Relancer le tourisme sénégalais : pour une souveraineté touristique et un changement de paradigme

Relancer le tourisme sénégalais : pour une souveraineté touristique et un changement de paradigme

Le tourisme sénégalais entre dans une nouvelle phase. À l’aube du Conseil interministériel promis par le nouveau régime, les promesses de relance se multiplient. Pourtant, pour celles et ceux qui ont observé le secteur avec lucidité au fil des décennies, un constat s’impose avec gravité : depuis plus d’un demi-siècle, les professionnels comme les gouvernants se sont collectivement fourvoyés. Le Sénégal, malgré ses atouts naturels, culturels et humains, n’a pas réussi à construire une industrie touristique ordonnée, souveraine et durable.

Travail à faire:
a. D'après le texte sur le tourisme sénégalais :
(i) Qu'est-ce que le nouveau régime a promis ?
(ii) Depuis combien de temps professionnels et gouvernants se sont-ils fourvoyés ?
(iii) Quel type d'industrie touristique le Sénégal n'a-t-il pas réussi à construire ?
b. Poursuivez le texte sur le tourisme sénégalais après sa dernière phrase.

Lignes de données:
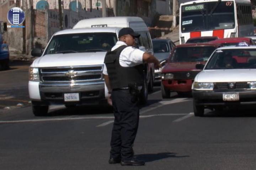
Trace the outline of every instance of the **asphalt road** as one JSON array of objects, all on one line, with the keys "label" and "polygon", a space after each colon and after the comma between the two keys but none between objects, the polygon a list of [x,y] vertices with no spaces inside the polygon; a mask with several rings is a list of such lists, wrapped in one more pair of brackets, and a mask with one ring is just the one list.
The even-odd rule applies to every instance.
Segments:
[{"label": "asphalt road", "polygon": [[[27,68],[0,72],[6,85],[0,84],[0,98],[29,101]],[[113,120],[109,107],[53,106],[49,116],[35,117],[28,102],[0,109],[0,169],[255,169],[255,109],[207,110],[205,117],[196,117],[189,96],[173,93],[171,99],[162,100],[159,87],[155,89],[140,109],[134,147],[145,166],[108,164]],[[18,101],[8,100],[1,99],[1,104]]]}]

Réponses par tâche:
a.
(i) Un Conseil interministériel.
(ii) Depuis plus d'un demi-siècle.
(iii) Une industrie touristique ordonnée, souveraine et durable.

b.
La politique touristique sénégalaise, en l’état, repose sur deux piliers fragiles : la Petite Côte, surexploitée et de faible qualité, et la Casamance, riche en potentiel mais structurellement désorganisée. Le premier pôle a été défiguré par une logique de court terme, répondant aux intérêts d’un lobby étranger bien identifié : les tours opérateurs, qui ont imposé leur mainmise sur la destination en capitalisant sur sa proximité avec Dakar et sur un climat favorable. La Petite Côte est aujourd’hui saturée, mal régulée, victime d’un vieillissement de ses infrastructures et d’une précarisation silencieuse de ses travailleurs.
La Casamance, pour sa part, demeure une promesse inachevée. Hormis la bulle bien encadrée du Club Med, la région naturelle est parsemée d’initiatives isolées, souvent artisanales, portées par des producteurs indépendants. L’État a longtemps déserté la structuration du secteur, laissant le potentiel régional à la merci de logiques dispersées, souvent sans soutien logistique, juridique ou financier. La relance du tourisme ne pourra s’appuyer sérieusement sur un territoire aussi stratégiquement vital que la Casamance sans un plan cohérent, appuyé par l’aménagement territorial, les infrastructures et une vision
claire.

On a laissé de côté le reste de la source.